■ **Problem requirements**
Look below for the line containing "Where can the outstretched". Output it and each remaining line of the entries exactly, and nothing else.

■ **Records shown**

▼

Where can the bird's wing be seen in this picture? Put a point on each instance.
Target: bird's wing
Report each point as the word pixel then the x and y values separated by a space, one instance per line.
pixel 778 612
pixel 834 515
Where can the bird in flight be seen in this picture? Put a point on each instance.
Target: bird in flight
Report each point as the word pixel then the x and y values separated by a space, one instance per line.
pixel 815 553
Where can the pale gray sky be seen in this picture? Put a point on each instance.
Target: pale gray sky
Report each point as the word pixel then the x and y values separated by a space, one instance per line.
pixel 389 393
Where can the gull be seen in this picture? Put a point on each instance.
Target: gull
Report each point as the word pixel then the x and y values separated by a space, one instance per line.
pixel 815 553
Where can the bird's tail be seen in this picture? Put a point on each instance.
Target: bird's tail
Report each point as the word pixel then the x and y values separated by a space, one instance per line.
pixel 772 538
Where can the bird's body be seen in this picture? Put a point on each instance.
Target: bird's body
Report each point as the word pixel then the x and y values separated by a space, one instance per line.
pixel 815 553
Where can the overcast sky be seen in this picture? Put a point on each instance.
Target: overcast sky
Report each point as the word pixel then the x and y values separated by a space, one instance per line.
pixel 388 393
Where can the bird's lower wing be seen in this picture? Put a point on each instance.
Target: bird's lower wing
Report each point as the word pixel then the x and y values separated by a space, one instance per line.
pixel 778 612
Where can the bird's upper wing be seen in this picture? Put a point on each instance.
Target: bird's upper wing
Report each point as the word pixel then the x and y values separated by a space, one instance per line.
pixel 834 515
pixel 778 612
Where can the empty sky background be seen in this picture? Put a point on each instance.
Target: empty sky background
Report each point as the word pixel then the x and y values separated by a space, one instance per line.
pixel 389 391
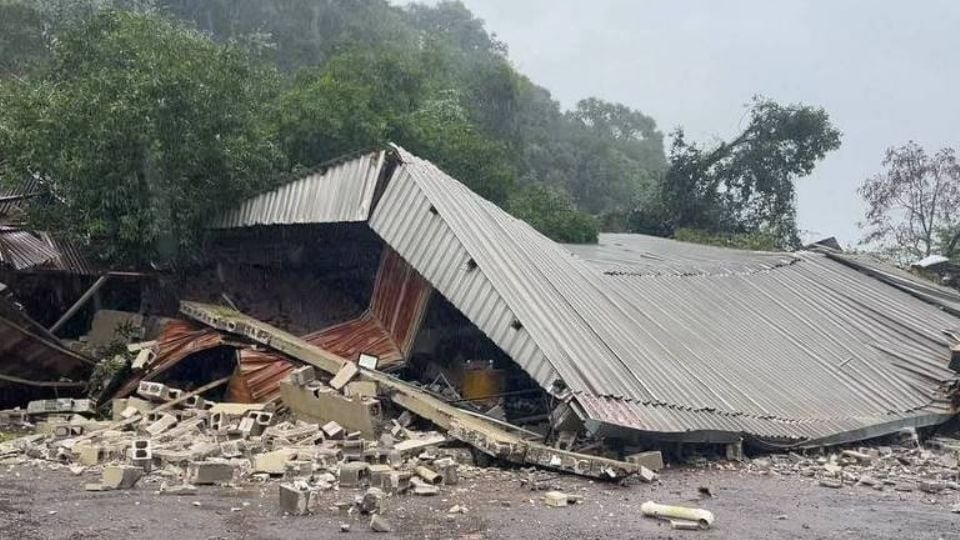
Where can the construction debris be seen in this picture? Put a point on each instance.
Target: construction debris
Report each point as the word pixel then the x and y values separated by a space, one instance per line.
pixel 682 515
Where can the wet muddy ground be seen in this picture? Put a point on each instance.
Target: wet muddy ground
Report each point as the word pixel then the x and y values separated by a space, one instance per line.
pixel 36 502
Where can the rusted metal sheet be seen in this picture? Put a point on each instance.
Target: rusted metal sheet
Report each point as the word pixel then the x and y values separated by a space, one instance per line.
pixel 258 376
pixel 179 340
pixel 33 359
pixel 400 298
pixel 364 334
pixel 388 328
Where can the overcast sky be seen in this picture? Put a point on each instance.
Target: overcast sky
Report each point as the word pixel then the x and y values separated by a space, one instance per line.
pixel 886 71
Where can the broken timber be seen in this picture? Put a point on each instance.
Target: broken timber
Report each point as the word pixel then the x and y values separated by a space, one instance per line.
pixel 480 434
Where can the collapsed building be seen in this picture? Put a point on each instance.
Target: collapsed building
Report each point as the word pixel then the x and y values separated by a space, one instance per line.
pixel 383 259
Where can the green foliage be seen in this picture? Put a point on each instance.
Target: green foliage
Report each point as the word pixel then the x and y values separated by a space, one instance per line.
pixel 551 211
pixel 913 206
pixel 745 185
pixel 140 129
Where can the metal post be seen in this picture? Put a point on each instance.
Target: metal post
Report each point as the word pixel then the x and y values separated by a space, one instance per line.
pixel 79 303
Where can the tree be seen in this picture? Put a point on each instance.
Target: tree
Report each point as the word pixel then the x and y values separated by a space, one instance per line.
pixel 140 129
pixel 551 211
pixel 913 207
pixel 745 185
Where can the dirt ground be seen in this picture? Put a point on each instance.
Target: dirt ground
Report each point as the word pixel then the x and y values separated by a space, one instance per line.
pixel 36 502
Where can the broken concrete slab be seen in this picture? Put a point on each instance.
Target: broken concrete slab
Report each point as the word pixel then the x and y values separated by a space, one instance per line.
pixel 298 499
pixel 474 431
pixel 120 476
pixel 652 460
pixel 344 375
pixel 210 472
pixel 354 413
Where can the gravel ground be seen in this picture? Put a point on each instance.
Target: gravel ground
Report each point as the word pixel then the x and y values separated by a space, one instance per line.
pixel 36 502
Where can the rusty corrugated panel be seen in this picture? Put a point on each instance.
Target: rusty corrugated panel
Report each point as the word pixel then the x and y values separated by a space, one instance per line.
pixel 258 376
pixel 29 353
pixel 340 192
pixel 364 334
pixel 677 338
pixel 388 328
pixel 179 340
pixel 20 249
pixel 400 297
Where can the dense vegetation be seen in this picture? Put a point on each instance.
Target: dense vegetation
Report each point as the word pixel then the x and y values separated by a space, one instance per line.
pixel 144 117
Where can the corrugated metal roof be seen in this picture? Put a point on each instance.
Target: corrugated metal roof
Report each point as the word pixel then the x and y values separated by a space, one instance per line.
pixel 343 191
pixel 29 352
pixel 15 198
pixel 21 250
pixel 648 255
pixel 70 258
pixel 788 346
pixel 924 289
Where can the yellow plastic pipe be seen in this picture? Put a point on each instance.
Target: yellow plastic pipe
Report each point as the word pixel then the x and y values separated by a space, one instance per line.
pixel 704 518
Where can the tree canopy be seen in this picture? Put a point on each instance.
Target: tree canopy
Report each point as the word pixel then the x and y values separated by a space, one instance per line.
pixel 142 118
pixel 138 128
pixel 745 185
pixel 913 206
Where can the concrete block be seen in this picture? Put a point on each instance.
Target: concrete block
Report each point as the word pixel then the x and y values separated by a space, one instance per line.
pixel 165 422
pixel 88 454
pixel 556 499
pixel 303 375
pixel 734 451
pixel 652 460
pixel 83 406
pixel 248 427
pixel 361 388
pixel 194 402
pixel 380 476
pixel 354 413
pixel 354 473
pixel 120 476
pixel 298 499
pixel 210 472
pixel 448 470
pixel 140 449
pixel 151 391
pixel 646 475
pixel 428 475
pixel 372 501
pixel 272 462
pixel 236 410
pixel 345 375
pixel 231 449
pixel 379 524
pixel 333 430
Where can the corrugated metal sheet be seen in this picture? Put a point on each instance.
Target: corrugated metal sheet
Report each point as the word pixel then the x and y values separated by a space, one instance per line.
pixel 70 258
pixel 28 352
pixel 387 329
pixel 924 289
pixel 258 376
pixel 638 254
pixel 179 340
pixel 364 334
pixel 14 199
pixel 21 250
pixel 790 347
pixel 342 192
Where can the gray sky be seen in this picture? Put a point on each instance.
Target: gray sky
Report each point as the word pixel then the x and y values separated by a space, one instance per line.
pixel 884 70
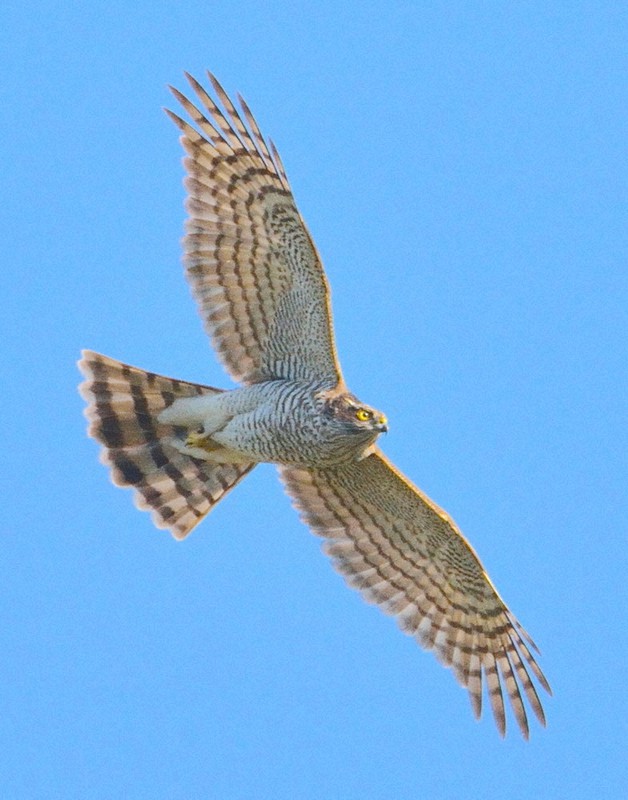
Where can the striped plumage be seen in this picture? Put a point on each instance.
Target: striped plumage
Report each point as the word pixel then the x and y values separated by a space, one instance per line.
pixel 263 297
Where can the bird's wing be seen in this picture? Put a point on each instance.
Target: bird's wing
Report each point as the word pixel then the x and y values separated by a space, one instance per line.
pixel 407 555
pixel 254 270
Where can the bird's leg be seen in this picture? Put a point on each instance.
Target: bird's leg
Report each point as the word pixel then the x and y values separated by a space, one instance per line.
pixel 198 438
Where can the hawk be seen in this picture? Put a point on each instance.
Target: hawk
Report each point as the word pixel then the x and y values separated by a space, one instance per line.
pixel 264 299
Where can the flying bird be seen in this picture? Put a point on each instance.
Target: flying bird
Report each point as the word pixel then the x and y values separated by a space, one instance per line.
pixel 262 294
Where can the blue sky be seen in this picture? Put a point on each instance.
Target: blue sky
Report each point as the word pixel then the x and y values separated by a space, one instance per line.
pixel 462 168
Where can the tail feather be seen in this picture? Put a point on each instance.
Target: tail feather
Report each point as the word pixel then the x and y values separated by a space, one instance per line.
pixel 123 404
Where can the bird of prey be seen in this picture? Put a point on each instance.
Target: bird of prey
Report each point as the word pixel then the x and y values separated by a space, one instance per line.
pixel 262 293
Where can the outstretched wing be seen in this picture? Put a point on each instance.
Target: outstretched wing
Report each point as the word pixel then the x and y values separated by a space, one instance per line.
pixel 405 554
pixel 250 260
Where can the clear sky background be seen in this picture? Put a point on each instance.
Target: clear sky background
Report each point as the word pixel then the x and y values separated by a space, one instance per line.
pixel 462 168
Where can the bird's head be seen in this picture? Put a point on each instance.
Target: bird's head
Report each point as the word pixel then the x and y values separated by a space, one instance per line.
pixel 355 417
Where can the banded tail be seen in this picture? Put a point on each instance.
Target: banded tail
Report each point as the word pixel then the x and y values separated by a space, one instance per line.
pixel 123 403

▲

■ **The solution**
Where can the outstretched wing be seen in this picture? Put a point on each instance.
Target: outstretched wing
Report each point as the word pixel then the x and y values separated by a space, one instance per line.
pixel 405 554
pixel 250 260
Where can the clear sky background be seen in this picture? Put a point on each instance.
Target: clear sky background
Report each point as the word pixel then the x and y values separated by a space, one instance per line.
pixel 462 168
Where can the bird's head be seen in this picture? Put a point on each instance.
Target: bird's head
Report each point as the word pixel then the x and y values separated by a space, one instance per line.
pixel 355 417
Where can the banded tail be seen in this picture? Put a point on each instance.
Target: banded tail
Report each point as the word pixel then the x and y values separated by a space, one instance per line.
pixel 123 403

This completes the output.